(Records from a data collection)
◇ ◇ ◇ ◇

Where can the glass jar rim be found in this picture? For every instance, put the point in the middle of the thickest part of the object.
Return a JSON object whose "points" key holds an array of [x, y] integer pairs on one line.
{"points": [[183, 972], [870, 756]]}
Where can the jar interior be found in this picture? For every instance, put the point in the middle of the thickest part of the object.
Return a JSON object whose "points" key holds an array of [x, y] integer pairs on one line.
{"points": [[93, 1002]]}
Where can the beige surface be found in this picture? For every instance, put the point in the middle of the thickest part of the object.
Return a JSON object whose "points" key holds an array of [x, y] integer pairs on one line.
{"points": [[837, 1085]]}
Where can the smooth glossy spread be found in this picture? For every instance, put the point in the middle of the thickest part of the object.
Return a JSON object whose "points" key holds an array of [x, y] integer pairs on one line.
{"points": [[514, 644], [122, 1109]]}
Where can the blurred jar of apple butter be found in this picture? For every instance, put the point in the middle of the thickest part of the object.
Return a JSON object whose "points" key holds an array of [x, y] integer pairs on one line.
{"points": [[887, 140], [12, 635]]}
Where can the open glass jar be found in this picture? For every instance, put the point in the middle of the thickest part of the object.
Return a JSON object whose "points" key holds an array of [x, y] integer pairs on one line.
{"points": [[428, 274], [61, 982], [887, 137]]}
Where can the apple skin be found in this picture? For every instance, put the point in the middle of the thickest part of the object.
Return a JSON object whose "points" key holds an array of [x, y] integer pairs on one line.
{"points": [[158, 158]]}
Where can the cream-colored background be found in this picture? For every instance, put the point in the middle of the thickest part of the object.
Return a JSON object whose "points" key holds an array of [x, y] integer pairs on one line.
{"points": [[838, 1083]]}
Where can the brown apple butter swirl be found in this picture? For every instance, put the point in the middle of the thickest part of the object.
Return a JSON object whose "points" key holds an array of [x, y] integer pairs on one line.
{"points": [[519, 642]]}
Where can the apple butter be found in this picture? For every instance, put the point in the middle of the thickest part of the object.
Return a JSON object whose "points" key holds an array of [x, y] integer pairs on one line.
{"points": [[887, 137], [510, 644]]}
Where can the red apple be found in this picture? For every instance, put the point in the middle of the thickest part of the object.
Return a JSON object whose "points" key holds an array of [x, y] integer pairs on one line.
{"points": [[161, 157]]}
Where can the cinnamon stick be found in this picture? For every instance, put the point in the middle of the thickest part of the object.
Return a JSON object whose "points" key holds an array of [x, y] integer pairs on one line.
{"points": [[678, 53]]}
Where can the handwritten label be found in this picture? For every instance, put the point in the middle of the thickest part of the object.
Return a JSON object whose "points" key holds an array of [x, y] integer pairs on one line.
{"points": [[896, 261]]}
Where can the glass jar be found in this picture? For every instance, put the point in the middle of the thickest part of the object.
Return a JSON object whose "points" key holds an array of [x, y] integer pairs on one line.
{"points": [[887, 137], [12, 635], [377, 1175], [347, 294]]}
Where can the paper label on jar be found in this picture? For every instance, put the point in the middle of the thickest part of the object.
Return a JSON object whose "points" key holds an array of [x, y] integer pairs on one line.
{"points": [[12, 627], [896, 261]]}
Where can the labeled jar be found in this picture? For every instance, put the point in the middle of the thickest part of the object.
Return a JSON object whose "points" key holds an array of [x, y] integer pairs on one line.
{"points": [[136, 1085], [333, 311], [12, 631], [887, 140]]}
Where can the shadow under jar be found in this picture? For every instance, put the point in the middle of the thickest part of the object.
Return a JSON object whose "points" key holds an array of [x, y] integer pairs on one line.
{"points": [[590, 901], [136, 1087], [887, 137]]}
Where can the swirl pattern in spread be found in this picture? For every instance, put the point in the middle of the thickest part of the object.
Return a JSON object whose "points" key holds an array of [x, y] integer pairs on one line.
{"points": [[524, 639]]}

◇ ◇ ◇ ◇

Print the data in full, with each line exactly as given.

Where can the glass jar rim be found in this picture? For every instance, put the point in the middle of the thickest part of the object.
Return a JSON object whose "points" key holds an array of [x, y] integer pairs on one line.
{"points": [[183, 972], [870, 756]]}
Where can the jar interior be found in this picture? For every instance, put the point in the middle of the thickest part of the object.
Return a JSON object whose "points" key holds an array of [x, y] integer pairs on one line.
{"points": [[93, 1002]]}
Where can the beige surface be found in this picture? For every instance, put the point in the middle of the thickest part of the object.
Return a JSON object whose "points" key holds an array of [x, y] integer pairs on one line.
{"points": [[837, 1085]]}
Where can the smooth glossy spread be found in this picture? For every instance, put the point in the middle of the thickest part of the object.
Return a JSON object whose "points" key holds an array of [x, y] integer pairs on one line.
{"points": [[514, 644], [122, 1109]]}
Where can the blurred jar of apple butter be found in this picture? For every instance, put the point in the middle of the thickest part of the object.
Return a JSON object whose "points" key holds an array of [x, y] integer pairs on one line.
{"points": [[887, 140], [12, 635]]}
Where can the open glass jar be found in this picture? For every instance, put the point in the middle of the thickest part of the object.
Return a JSON object whose "points" key holds an array of [x, y] integer pairs on one line.
{"points": [[428, 274], [61, 982], [887, 137]]}
Where can the apple skin be found in this picture? For every instance, put the point in the middle of the thickest part of the object.
Return a JSON object whose "points" key holds an array of [x, y] integer pairs on one line.
{"points": [[158, 158]]}
Where can the cream-colored background be found in this picture? For every instance, put the point in the middle of the thickest part of the object.
Return a JSON object whose "points" key holds an array of [x, y] integer pairs on one line.
{"points": [[838, 1083]]}
Where can the brown apple butter swirl be found in this picture? For every instance, put the point in the middle of the thickest part of the object.
Return a JSON object whose "points" key holds an array of [x, y] integer pairs on one line.
{"points": [[519, 642]]}
Where can the apple butter be found in this picture? For every instance, put the point in the middle of the thickest part of the object.
Return a JSON object whose "points" key holds an array of [x, y] integer pairs on one line.
{"points": [[887, 137], [510, 644]]}
Where can the red apple be found in this picture? For every instance, put the point in the middle of the thickest part of the object.
Return a JSON object whose "points" key holds an array of [x, y] integer pairs on one line.
{"points": [[161, 157]]}
Where can the cinnamon stick be found in this picture? For every instance, put the point in the middle of the thickest part of the object.
Return a JSON object whose "points" key holds an array of [x, y] integer pairs on one line.
{"points": [[678, 53]]}
Where can the handwritten label be found in this picture? For every instance, put the point in the middle of the thickest part of the object.
Return a JSON object whose "points" key holds an array of [x, y] integer pairs on one line.
{"points": [[896, 261]]}
Where can the glass jar be found in this picture? For every instance, put the point in the middle of the thickest part of the object.
Return a JSON object whose "points" key holds an array of [x, y] integer pairs on one line.
{"points": [[887, 137], [12, 635], [377, 1175], [347, 294]]}
Where can the paper label on jar be found in this picture? For every instance, put the point in the middle of the thickest part of the object.
Return a JSON object whose "points" key holds an array of [x, y] integer pairs on one line.
{"points": [[12, 627], [896, 261]]}
Where can the labeled jar be found in this picture? For every instance, put the point in the middle of the thickest part of the object.
Return a JSON object whose "points" key holds an array of [x, y] integer pairs on one line.
{"points": [[136, 1085], [333, 311], [12, 631], [887, 140]]}
Where can the shadow under jar be found in this picture? For every instance, put the point in the middle of the thickest part of the object.
Return a JSON object whose "points" key holds an array of [x, y] integer pairs on one line.
{"points": [[590, 901], [136, 1087], [887, 137]]}
Where can the swirl pattern in spread be found in this picture? For every instance, put the point in the middle of the thickest part of the object.
Return a JSON object whose "points" key holds an array of [x, y] integer pairs on one line.
{"points": [[524, 639]]}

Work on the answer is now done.